### Provided records
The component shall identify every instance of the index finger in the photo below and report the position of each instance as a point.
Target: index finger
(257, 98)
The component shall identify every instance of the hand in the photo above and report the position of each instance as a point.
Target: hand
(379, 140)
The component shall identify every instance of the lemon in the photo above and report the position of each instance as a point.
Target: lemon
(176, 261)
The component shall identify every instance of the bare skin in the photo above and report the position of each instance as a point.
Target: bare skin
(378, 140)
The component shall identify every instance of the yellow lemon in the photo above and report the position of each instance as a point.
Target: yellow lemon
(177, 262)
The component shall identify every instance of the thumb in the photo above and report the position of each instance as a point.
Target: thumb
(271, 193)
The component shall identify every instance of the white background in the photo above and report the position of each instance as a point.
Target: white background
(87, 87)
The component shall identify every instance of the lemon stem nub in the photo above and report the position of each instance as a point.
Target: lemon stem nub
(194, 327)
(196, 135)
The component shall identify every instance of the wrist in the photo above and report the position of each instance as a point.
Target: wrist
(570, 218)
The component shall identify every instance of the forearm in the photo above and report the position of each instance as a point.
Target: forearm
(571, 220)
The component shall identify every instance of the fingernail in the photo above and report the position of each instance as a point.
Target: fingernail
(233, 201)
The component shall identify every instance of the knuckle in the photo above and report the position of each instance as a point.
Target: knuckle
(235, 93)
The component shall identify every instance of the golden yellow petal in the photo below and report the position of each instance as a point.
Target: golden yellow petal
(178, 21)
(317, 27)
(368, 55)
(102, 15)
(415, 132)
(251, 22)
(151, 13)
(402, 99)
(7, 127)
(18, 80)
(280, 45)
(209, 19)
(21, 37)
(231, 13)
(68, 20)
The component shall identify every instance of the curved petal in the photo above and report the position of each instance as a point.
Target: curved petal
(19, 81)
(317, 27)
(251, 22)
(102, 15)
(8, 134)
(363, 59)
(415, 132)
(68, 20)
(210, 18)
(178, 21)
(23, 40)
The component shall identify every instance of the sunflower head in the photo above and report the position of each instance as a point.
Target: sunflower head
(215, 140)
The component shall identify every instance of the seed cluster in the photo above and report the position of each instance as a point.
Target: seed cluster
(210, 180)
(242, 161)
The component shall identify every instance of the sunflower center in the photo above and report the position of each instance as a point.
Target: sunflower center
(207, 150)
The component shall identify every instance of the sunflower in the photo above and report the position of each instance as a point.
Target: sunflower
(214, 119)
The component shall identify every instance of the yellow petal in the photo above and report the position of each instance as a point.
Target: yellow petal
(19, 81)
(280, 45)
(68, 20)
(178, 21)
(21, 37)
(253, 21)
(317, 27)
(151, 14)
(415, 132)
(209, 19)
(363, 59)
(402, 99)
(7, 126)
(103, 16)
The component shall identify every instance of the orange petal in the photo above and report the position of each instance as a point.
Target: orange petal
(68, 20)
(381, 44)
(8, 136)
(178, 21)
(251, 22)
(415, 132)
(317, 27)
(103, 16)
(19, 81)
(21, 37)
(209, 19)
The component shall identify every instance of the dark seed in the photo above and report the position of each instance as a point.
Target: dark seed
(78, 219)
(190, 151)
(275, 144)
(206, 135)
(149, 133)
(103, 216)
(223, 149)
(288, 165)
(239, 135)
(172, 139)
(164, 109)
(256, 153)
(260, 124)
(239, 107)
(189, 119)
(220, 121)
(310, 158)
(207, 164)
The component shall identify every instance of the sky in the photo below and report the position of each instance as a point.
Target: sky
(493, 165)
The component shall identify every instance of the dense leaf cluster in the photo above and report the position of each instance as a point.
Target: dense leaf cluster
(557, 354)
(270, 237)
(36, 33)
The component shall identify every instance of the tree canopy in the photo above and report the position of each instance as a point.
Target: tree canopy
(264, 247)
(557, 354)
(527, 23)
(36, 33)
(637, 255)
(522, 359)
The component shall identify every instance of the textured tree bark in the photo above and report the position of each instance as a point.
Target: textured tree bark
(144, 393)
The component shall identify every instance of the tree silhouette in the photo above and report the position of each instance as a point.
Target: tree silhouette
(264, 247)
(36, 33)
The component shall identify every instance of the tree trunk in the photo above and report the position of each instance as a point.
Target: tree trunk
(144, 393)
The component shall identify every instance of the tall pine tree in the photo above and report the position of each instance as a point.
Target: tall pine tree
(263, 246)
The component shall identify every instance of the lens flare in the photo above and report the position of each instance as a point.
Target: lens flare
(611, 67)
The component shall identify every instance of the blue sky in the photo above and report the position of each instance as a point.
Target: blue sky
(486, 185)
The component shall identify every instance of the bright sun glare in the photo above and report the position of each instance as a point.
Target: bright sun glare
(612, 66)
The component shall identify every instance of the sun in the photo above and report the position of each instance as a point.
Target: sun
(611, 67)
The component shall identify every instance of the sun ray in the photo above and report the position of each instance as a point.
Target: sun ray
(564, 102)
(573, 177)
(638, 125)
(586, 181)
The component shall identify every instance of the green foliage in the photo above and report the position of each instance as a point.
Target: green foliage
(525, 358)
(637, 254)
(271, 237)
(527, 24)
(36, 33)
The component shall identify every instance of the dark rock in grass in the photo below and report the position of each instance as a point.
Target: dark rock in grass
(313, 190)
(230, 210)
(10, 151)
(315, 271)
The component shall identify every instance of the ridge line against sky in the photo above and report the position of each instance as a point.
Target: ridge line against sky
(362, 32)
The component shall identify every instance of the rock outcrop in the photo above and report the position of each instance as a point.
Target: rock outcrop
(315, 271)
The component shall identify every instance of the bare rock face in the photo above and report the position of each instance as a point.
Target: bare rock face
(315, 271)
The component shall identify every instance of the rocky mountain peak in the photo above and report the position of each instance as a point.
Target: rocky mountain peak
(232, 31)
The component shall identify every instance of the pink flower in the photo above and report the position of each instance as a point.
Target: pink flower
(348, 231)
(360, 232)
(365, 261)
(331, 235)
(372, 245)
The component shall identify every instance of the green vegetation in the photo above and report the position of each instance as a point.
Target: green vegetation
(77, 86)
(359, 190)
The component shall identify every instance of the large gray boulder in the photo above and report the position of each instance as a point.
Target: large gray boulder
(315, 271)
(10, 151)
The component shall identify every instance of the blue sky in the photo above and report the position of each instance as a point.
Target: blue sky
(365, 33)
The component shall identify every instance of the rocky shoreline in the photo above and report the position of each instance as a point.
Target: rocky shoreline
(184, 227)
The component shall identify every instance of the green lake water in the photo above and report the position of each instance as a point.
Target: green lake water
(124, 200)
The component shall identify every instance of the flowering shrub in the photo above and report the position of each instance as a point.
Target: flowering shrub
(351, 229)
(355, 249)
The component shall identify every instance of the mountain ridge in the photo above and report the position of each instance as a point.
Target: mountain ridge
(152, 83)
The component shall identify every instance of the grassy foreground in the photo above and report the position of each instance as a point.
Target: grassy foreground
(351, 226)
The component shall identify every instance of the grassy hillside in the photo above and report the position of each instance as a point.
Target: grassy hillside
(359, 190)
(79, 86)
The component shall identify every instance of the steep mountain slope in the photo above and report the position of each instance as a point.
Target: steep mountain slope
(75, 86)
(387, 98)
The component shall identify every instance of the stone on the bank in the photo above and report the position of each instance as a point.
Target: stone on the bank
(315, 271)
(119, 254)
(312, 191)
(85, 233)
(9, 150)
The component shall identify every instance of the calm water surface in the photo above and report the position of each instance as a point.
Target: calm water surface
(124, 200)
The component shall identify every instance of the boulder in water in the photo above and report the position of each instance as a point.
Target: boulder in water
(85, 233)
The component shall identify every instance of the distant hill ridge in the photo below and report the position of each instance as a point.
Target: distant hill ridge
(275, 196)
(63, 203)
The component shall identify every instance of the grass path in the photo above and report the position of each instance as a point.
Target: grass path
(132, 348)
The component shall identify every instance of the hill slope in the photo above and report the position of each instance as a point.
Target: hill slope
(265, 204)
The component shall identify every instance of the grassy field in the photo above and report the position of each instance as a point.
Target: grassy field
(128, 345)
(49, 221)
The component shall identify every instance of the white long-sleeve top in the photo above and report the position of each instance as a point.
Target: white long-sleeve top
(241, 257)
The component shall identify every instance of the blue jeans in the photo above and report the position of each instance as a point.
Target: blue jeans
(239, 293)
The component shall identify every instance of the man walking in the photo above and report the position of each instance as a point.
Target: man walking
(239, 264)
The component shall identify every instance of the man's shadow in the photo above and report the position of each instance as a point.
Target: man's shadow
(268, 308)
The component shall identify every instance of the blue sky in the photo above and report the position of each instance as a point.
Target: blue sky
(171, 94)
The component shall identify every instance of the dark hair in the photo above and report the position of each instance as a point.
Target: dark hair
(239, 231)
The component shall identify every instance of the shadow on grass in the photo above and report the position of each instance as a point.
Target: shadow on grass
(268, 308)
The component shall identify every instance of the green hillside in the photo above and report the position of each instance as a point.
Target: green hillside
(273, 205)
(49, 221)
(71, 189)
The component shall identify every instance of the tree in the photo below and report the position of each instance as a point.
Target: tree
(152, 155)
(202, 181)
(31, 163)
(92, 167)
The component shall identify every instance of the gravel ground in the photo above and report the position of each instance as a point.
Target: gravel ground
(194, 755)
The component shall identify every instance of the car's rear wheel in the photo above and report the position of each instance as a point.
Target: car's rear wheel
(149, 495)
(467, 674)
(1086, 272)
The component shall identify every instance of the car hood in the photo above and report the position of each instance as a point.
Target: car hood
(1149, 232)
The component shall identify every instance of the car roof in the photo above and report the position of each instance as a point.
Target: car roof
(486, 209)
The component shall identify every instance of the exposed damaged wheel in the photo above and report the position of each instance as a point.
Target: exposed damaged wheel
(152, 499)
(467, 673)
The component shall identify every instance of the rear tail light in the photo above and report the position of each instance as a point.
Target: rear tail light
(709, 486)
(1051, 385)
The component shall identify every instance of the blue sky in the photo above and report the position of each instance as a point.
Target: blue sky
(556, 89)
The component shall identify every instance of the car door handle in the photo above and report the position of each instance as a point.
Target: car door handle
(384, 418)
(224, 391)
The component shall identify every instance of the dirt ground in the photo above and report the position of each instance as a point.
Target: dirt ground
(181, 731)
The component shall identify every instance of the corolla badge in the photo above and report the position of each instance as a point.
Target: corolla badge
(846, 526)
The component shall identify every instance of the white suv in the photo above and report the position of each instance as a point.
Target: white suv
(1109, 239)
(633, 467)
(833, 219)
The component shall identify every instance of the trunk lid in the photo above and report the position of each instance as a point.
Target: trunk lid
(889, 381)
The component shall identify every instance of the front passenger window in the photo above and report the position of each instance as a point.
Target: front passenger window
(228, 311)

### What the task requires
Above are the records. Copy the lines beginning at the one that has "Target: blue jeans" and ending with the one that has "the green hillside", unchanged.

### Answer for the task
Target: blue jeans
(239, 293)
The component shall identify every instance of the man walking in the photo above and report the position of each instance as a point.
Target: man walking
(239, 264)
The component shall identify every instance of the man's shadow in the photo above and report the position of each instance as a point.
Target: man's shadow
(268, 308)
The component shall identify every instance of the blue sky in the photo above and report the position of each instance as a point.
Target: blue sky
(171, 94)
The component shall identify every instance of the dark hair in the photo above and report the position of each instance as a point.
Target: dark hair
(239, 231)
The component shall identify every instance of the shadow on grass in the photo above and report the position of each instance as a point.
Target: shadow on grass
(268, 308)
The component shall identify every instance of the green hillside in the photo above and report the position of each instance as a point.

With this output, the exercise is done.